• [TASK INPUT]:
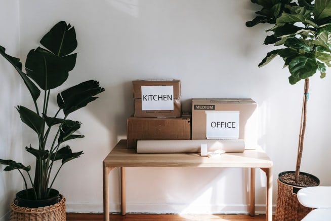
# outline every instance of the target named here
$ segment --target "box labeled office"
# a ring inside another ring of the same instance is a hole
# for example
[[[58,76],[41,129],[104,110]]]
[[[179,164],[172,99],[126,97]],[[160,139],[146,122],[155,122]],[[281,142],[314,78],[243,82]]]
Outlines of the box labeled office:
[[[180,118],[130,117],[127,122],[128,148],[136,149],[138,140],[189,140],[191,115]]]
[[[132,84],[135,117],[181,117],[180,80],[139,80]]]
[[[252,99],[194,98],[192,139],[243,139],[257,142],[257,104]]]

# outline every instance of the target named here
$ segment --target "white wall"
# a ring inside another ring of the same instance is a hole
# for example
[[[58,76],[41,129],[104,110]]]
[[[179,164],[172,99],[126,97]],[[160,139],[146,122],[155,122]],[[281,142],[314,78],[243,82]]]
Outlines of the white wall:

• [EXERCISE AIM]: Rewrite all of the lines above with "gray wall" substituted for every "white wall", keeping everything else the same and leaving the pictures out.

• [REPLY TO THE EXERCISE]:
# outline every instance of the target named here
$ segment --target "box labeled office"
# a ring inside another ring of the same instance is a hole
# for example
[[[58,76],[41,129],[104,110]]]
[[[179,164],[172,99],[126,97]],[[160,139],[146,122],[155,122]],[[281,142],[314,78],[243,82]]]
Outlines of the box labeled office:
[[[180,118],[130,117],[127,122],[128,148],[136,149],[138,140],[189,140],[191,115]]]
[[[132,84],[135,117],[181,117],[180,80],[139,80]]]
[[[252,99],[194,98],[192,139],[243,139],[257,142],[257,104]]]

# outline every instance of the target named here
$ segment --target "gray wall"
# a ring inside another ring of the same instance is a hole
# for example
[[[58,76],[41,129],[104,110]]]
[[[179,164],[172,99],[126,97]],[[160,139],[146,122],[155,122]],[[281,142],[314,78],[243,82]]]
Outlines of the gray wall:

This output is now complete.